1 Introduction
Our project is to do literature analytics on female image in literature works of American Chinese authors. After a hundred years of development, American Chinese literature has made remarkable achievement, the female characters in those works have their own style and particular characteristics, and they also reflect the author’s consciousness. At the same time, identification consists of an individual’s sense of selfness and group awareness could reflect how one understands and responds to others. In our project we want to find out the specialty of female character in the literature works of American Chinese authors and we decide to explore one’s racial-ethnic identity can create a sense of understanding through conceptualizing past perceptions in to new and positive ideals of the selfness and group awareness.
We collect 22 literature works that contain female images from 12 American Chinese Authors. The data are online open sources with epub, mobi, and pdf format. We use Python to do information extraction, POS-TAG, and sentiment analysis. After that, we use SPSS modeler to do sentiment analysis on all 22 literature works and also on 6 literature works that written by Amy Tan.
The majority of female come from different background and they are in lower social status facing with innumerable difficulties from society and culture. And the traditional female images are courageous, tough, taciturn, and thoughtfulness under the social background of the old time.
2 Dataset Description
Our original data contains 22 literature works of 12 Chinese American authors, which are from online open source and their formats are epub, mobi, and pdf. Raw data is transformed to text file.
The reason why we choose these data is that all the main female characters in these literature works have something in common. They are all portrayed by Chinese American authors and live in the same age–20 century and same country–United States.
3 System Design
3.1 Data Preprocessing
In this part we collect the fiction files from different sites including different types of files like txt, epub, etc. Here we transformed these text data into txt files and load it into the python for further use.
The second step for this section was tokenize. Here we process the job in two parts. On the one hand we tokenize the text data into separate sentence and save them as a new txt file. This data set which consists of separated sentences is useful for our text analysis in the SPSS Modeler and the sentiment analysis in python. On the other hand, we tokenize the same raw data in to words for pos-tagger analysis and frequency research. In both parts we perform standardization on the text data. For sentences, we transformed the text to lowercase and delete useless signals. For words, we transformed the words to lowercase and drop the stopwords and non-letter signals for better analysis.
3.2 Information Extracting
Since our purpose is to analyze the characteristics of female figures in the works of Chinese American authors. So, in this step we will extract the text which describes the female figures from the whole text file.
In order to archive it, we first check several fictions manually about the descriptive words for female figures. One important conclusion is that continuous text describing a woman’s action and figure won’t exceed 5 complete sentences. (Here we define sentences by dots and other ending punctuation signals.) So, we will apply the approaches below to extract the needed text: Extract names from the fiction text.

**THE PROBLEM**
Transcribe everything in the literature analytics report from "3.2 Information Extracting" down to "the fiction text.", word for word.

**DATASET ENTRIES**

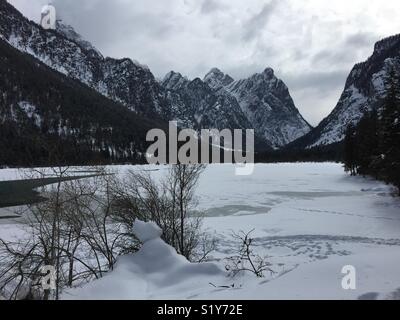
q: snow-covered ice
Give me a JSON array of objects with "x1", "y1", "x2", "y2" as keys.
[{"x1": 0, "y1": 163, "x2": 400, "y2": 299}]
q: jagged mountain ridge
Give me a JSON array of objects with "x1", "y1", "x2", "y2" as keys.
[
  {"x1": 0, "y1": 0, "x2": 166, "y2": 115},
  {"x1": 288, "y1": 35, "x2": 400, "y2": 148},
  {"x1": 161, "y1": 68, "x2": 311, "y2": 148},
  {"x1": 0, "y1": 0, "x2": 310, "y2": 148}
]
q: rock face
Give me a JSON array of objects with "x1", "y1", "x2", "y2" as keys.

**SOLUTION BELOW**
3.2 Information Extracting
Since our purpose is to analyze the characteristics of female figures in the works of Chinese American authors. So, in this step we will extract the text which describes the female figures from the whole text file.
In order to archive it, we first check several fictions manually about the descriptive words for female figures. One important conclusion is that continuous text describing a woman’s action and figure won’t exceed 5 complete sentences. (Here we define sentences by dots and other ending punctuation signals.) So, we will apply the approaches below to extract the needed text: Extract names from the fiction text.